(Records shown Opens)
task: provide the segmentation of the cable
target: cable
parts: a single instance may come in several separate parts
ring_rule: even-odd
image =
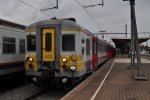
[[[90,0],[90,2],[93,3],[91,0]],[[102,2],[102,3],[104,3],[104,2]],[[96,12],[96,8],[95,8],[95,7],[93,8],[93,10]],[[95,13],[95,15],[96,15],[97,17],[100,16],[99,13]],[[99,18],[99,22],[102,24],[102,25],[101,25],[101,26],[102,26],[102,29],[104,29],[104,30],[111,29],[109,25],[106,25],[105,22],[104,22],[103,20],[101,20],[101,18]],[[107,26],[107,27],[106,27],[106,26]]]
[[[52,2],[51,2],[51,1],[47,0],[47,2],[48,2],[50,5],[52,5]],[[53,11],[53,14],[56,15],[56,14],[54,13],[54,11]]]
[[[41,13],[45,14],[46,16],[50,17],[50,15],[48,15],[47,13],[45,13],[45,12],[43,12],[43,11],[41,11],[41,10],[39,10],[39,9],[37,9],[37,8],[35,8],[35,7],[33,7],[33,6],[31,6],[31,5],[29,5],[28,3],[26,3],[26,2],[24,2],[24,1],[22,1],[22,0],[18,0],[18,1],[21,2],[22,4],[25,4],[25,5],[27,5],[27,6],[31,7],[31,8],[33,8],[33,9],[35,9],[36,11],[41,12]]]
[[[94,4],[91,0],[89,0],[89,2],[91,4]],[[96,8],[94,7],[93,10],[96,12]],[[98,13],[95,13],[96,17],[98,17]],[[103,30],[103,28],[106,30],[107,28],[105,27],[105,24],[103,23],[103,21],[101,19],[99,19],[99,22],[102,23],[103,25],[101,25],[101,29]]]
[[[78,0],[75,0],[75,1],[84,9],[84,11],[88,14],[88,16],[95,22],[95,24],[97,25],[97,27],[101,29],[101,27],[96,22],[96,20],[94,19],[94,17],[83,7],[83,5]]]
[[[82,4],[78,1],[78,0],[75,0],[81,7],[82,7]],[[82,7],[83,8],[83,7]],[[84,9],[84,8],[83,8]]]

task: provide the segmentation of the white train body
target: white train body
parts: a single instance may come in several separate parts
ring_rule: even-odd
[[[0,19],[0,76],[23,71],[25,26]]]
[[[26,35],[25,72],[35,83],[44,79],[80,81],[113,54],[105,41],[70,19],[33,23]]]

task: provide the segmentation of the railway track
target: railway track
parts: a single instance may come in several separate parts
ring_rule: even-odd
[[[0,92],[0,100],[59,100],[68,91],[64,89],[38,88],[33,84]]]
[[[37,97],[39,97],[40,95],[46,93],[47,91],[48,91],[47,89],[41,90],[41,91],[39,91],[39,92],[37,92],[37,93],[35,93],[35,94],[25,98],[24,100],[36,100]]]
[[[103,64],[99,65],[99,67]],[[69,91],[64,88],[43,89],[41,91],[36,92],[33,95],[28,96],[24,100],[59,100],[68,92]]]
[[[0,78],[0,95],[5,94],[7,91],[20,88],[25,86],[24,77],[16,77],[16,78]],[[20,79],[20,80],[18,80]]]
[[[29,83],[12,86],[4,91],[0,88],[0,100],[59,100],[68,92],[64,88],[38,88]]]
[[[61,97],[63,97],[67,93],[68,91],[60,90],[60,89],[43,90],[24,100],[59,100]]]
[[[24,85],[0,94],[0,100],[24,100],[41,91],[33,84]]]

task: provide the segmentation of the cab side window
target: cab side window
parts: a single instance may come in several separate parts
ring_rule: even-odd
[[[86,39],[86,55],[90,55],[90,40]]]
[[[83,54],[83,55],[84,55],[84,45],[85,45],[84,42],[85,42],[84,39],[82,39],[82,40],[81,40],[81,43],[82,43],[82,54]]]

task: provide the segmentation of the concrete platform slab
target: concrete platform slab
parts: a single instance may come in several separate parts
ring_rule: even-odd
[[[131,59],[130,58],[116,58],[115,62],[118,62],[118,63],[130,63]],[[137,63],[137,60],[135,60],[135,63]],[[150,63],[150,60],[142,57],[141,63]]]
[[[116,58],[113,66],[113,60],[108,61],[62,100],[150,100],[150,80],[136,81],[137,69],[129,69],[129,61]],[[150,63],[145,58],[142,61],[144,74],[150,79]]]

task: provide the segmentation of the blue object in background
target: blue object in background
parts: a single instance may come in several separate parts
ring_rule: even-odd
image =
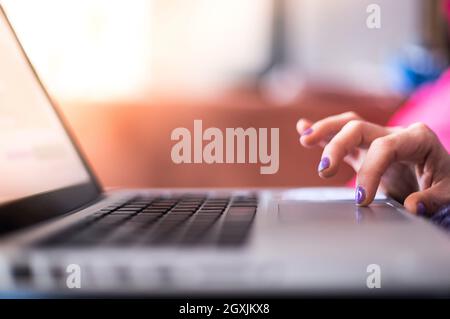
[[[436,80],[445,68],[446,63],[438,53],[421,46],[410,46],[388,63],[388,78],[395,91],[410,94],[421,85]]]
(Records shown Closes)
» What is expected
Every line above that holds the string "track" should be copied into the answer.

» Response
task: provide the segmentation of the railway track
target: railway track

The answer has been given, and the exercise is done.